Фрагмент текста:
Хотя чего их ловить? Есть же блошиный рынок. Тянется вдоль дороги на пару километров — там продают все, что наворовали. Утюги в ряд, замки выкрученные, ручки бэушные с дверей, техника, какие-то вазочки, постельное, лаки для ногтей, лампы — все-все. Самая настоящая барахолка. Понятно же, откуда это. Могла бы полиция подойти и сказать: это вообще что и откуда?

Все понимают, что на этих рынках все ворованное, но никто об этом не говорит. Мы как-то спокойно относимся к этому, называем это рынком мародеров. Единственное, я не понимаю, где добро из магазинов, которые обнесли. У нас были магазины, «Ева», «Красная цена», там парфюмерия, всякое такое. Обнесли же замечательно, те же люди, которые в Мариуполе остались.

Дорогие магазины тоже обнесли — город же был не бедный, магазины соответствовали. Знаю людей, которые по четыре — шесть шуб тащили из магазинов. Где они? Этого ничего нет. Говорят, это по гаражам хранят. У кого какой магазин рядом был, тот то и унес.

Это все покупают: людям же в чем-то ходить надо, тем же погорельцам. Это у меня все на месте. А погорельцам даже одеться не во что, они покупают бэушное — обувь и вещи. У них без выбора. Да и те же утюги берут. В магазинах техники еще нет, ее не купишь. Даже краску для волос и прокладки не купишь. Эти магазины еще не открылись. Появился бы «Магнит» или «Пятерочка», полегче было бы. Сейчас торгуют частники.

Фрагмент данных:
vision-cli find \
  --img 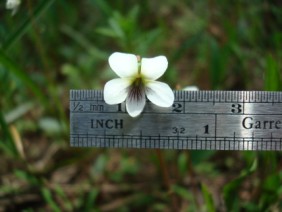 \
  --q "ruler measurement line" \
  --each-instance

Что сделать:
[1] Соответствуют ли тексту о блошином рынке утверждения (а), (б) и (в)? На каждое ответьте «да» или «нет» и дословно приведите слова текста, на которых основан ответ.
(а) Блошиный рынок тянется вдоль дороги на пару километров.
(б) В магазинах уже можно купить технику.
(в) Погорельцы покупают подержанную обувь и вещи.
[2] Перескажите в виде краткого списка абзац текста о блошином рынке, начинающийся словами «Дорогие магазины тоже обнесли». Сохраните его основные факты.

Ответы к заданиям:
[1]
(а) Да: «Тянется вдоль дороги на пару километров».
(б) Нет: «В магазинах техники еще нет, ее не купишь».
(в) Да: «они покупают бэушное — обувь и вещи».

[2]
- Дорогие магазины тоже обнесли: город был не бедный, и магазины ему соответствовали.
- Некоторые люди выносили из магазинов по четыре–шесть шуб.
- Этих вещей нигде нет; говорят, их хранят по гаражам.
- Каждый уносил то, что было в ближайшем к нему магазине.